-- Assignment --
Write every line of the material out exactly as shown.
--------------------------------------------------
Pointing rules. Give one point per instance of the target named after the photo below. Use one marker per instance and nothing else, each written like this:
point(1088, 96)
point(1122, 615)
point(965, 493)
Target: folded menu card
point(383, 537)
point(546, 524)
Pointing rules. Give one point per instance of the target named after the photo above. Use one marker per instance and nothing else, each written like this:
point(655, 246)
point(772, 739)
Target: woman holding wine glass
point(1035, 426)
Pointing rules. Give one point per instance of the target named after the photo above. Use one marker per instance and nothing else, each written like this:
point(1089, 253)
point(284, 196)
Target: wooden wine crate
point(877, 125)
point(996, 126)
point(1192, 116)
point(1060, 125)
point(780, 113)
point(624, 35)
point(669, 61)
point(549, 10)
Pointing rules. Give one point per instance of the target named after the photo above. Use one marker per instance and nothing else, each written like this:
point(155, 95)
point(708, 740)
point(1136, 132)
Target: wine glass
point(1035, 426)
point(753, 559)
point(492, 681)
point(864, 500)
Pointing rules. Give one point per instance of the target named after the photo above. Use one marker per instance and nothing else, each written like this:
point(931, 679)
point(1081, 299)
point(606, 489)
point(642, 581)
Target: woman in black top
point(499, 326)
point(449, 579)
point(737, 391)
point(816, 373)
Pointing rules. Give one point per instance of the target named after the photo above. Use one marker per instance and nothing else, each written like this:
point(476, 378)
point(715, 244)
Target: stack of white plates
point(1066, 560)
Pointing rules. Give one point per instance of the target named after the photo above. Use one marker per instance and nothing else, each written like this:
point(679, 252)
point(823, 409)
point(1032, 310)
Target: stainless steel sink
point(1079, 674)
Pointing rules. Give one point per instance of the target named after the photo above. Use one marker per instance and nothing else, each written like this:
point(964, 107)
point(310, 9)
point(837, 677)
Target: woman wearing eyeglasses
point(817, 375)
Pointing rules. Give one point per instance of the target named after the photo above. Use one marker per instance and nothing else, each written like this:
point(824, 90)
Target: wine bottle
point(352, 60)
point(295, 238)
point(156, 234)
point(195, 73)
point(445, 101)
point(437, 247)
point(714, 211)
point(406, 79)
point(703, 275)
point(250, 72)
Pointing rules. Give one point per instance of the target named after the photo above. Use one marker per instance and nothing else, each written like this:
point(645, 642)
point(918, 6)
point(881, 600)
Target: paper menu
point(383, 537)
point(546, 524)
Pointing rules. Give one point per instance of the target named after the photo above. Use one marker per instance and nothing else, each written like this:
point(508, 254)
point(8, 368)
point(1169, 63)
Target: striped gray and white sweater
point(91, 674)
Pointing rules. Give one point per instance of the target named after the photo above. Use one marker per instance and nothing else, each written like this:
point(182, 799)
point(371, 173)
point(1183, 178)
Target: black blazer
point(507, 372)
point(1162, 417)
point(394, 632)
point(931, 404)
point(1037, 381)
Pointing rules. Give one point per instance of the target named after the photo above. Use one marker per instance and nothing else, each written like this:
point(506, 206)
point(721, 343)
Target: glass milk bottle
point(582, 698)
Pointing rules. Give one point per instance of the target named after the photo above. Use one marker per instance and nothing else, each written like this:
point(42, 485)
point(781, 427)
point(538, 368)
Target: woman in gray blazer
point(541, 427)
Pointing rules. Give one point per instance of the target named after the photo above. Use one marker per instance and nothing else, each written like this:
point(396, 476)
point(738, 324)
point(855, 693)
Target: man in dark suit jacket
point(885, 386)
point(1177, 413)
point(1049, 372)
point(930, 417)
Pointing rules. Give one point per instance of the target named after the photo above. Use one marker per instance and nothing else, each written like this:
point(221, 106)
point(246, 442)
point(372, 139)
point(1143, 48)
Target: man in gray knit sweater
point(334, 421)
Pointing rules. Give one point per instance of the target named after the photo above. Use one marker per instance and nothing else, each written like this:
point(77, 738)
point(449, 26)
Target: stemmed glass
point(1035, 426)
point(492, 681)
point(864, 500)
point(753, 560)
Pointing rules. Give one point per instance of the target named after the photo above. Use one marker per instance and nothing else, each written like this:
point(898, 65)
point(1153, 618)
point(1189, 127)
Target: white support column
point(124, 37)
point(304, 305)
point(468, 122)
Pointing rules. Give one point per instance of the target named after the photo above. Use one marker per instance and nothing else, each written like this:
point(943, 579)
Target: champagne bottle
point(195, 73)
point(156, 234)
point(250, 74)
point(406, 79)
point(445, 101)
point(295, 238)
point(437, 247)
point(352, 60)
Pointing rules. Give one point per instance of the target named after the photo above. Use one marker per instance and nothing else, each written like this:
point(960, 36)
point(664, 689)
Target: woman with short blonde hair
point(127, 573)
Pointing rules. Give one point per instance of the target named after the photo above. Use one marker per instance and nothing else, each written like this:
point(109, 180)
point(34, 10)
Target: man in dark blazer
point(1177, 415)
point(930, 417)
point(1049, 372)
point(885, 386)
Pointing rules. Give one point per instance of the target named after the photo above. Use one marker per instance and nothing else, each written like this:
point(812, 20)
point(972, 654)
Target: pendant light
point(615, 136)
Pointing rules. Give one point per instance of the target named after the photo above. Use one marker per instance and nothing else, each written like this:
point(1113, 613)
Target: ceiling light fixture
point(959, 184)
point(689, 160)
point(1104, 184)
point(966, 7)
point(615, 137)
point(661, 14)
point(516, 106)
--------------------------------------------------
-- Task output --
Pointing rules. Give one point per instance of the target named after the photo below. Use one marker per instance and nothing else, each written like this:
point(1088, 96)
point(1122, 615)
point(965, 493)
Target: folded menu card
point(383, 537)
point(546, 524)
Pointing rules. Give one point per instance of the target named after the photo above. Use one marker per instance and nothing else, each written like this:
point(655, 246)
point(772, 739)
Target: woman holding wine glass
point(1035, 426)
Pointing rules. Give one point per instance of the target named after the photo above. Use one marker per instance and nothing else, each written like this:
point(1089, 253)
point(284, 196)
Target: wooden wine crate
point(877, 125)
point(996, 126)
point(1192, 116)
point(1060, 125)
point(780, 113)
point(624, 35)
point(669, 61)
point(549, 10)
Pointing rules. Give one point per instance of the target named after the photo above. Use one marker per instance and nothing else, each written like this:
point(155, 95)
point(708, 740)
point(1136, 132)
Target: wine glass
point(1035, 426)
point(753, 559)
point(492, 681)
point(864, 500)
Pointing rules. Give one point per instance of the target named after the photo above. Use one marker per instance and nothing else, each written like this:
point(931, 679)
point(1081, 299)
point(606, 489)
point(642, 581)
Target: woman in black top
point(499, 326)
point(449, 579)
point(737, 391)
point(816, 373)
Pointing rules. Give one point per instance of the target named after the photo above. Use one marker per instance and nothing else, each written like this:
point(476, 378)
point(715, 244)
Target: stack of white plates
point(1066, 560)
Pointing rules. Give one point per instance of the target named after the photo above. Use one marker per instance and nothing else, each written like this:
point(679, 252)
point(823, 409)
point(1032, 310)
Target: stainless steel sink
point(1079, 674)
Pointing rules. Give one point per instance of the target named after the photo above. Use one marker per instance and nothing else, each written like this:
point(964, 107)
point(310, 9)
point(837, 677)
Target: woman wearing eyeglasses
point(817, 375)
Pointing rules. Give one point per instance of the target named after the photo above. Use one marker per instance and nothing else, each written like this:
point(824, 90)
Target: wine bottle
point(352, 60)
point(295, 238)
point(156, 234)
point(195, 73)
point(445, 101)
point(437, 247)
point(714, 211)
point(406, 79)
point(703, 275)
point(250, 72)
Pointing rules. Give one point per instance of the target named after the photo above. Use one marker per instance and nothing else, each written like this:
point(645, 642)
point(918, 6)
point(881, 600)
Target: paper menu
point(383, 537)
point(546, 524)
Pointing rules. Give one point per instance of the target named after the photo above. Use one marker per instance and nothing else, each written like this:
point(508, 254)
point(8, 368)
point(1169, 63)
Target: striped gray and white sweater
point(91, 674)
Pointing rules. Give one point per instance of the target named after the photo above. Use one marker per instance and nothing else, each written like this:
point(182, 799)
point(371, 173)
point(1183, 178)
Target: black blazer
point(507, 372)
point(1162, 417)
point(394, 632)
point(931, 404)
point(1037, 381)
Pointing rules. Give one point per instance of the target named after the photo above. Use one marker per instance and nothing else, each written like this:
point(506, 206)
point(721, 343)
Target: glass milk bottle
point(582, 698)
Pointing rules. Give one point per instance of the target named after the photo above. Use one marker per instance and nothing else, each written like this:
point(42, 485)
point(781, 427)
point(538, 368)
Target: woman in gray blazer
point(541, 427)
Pointing rules. Give one point per instance of the target named after the photo above. Use one marker per instance and nothing else, each written like this:
point(396, 476)
point(738, 324)
point(855, 693)
Target: man in dark suit jacket
point(885, 386)
point(1177, 413)
point(1049, 372)
point(930, 417)
Pointing rules. Give one point per instance of the target named after the photo above. Use one marker per instance and nothing else, each written like this:
point(221, 106)
point(246, 442)
point(372, 139)
point(1143, 48)
Target: man in gray knit sweater
point(334, 421)
Pointing rules. Give one point per instance of the target named after the photo above. Use one marker per instance and nothing else, each written like this:
point(77, 738)
point(449, 26)
Target: stemmed glass
point(1035, 426)
point(492, 681)
point(864, 500)
point(753, 560)
Pointing rules. Give one point per instance of the target named after the photo above. Use one marker per instance and nothing else, each written like this:
point(898, 65)
point(1153, 618)
point(1189, 127)
Target: white support column
point(124, 37)
point(304, 305)
point(468, 122)
Pointing rules. Give one point per instance of the target named after the photo above. Use one marker per instance and nothing else, each written like this:
point(943, 579)
Target: champagne bottle
point(195, 73)
point(156, 234)
point(250, 74)
point(406, 79)
point(445, 101)
point(295, 238)
point(437, 247)
point(352, 60)
Pointing rules. Give one point per instance of the target named after the photo above. Use one marker per instance and nothing else, each written like this:
point(960, 36)
point(664, 689)
Target: woman with short blonde hair
point(127, 573)
Pointing rules. Give one point per instance of the target named after the photo above. Use one marker per instance and nothing else, each written like this:
point(109, 180)
point(34, 10)
Target: man in dark blazer
point(1177, 415)
point(930, 417)
point(1049, 372)
point(885, 386)
Pointing rules. Give one point per instance of the target named after the photo above. Use one marker per instance and nothing else, each written like this:
point(812, 20)
point(972, 654)
Target: pendant light
point(615, 136)
Pointing rules. Give one point per instance of the target named after the photo above. Use one marker per instance and nothing else, each written like this:
point(1113, 613)
Target: ceiling light fixture
point(959, 184)
point(689, 160)
point(1104, 184)
point(966, 7)
point(615, 137)
point(661, 14)
point(516, 106)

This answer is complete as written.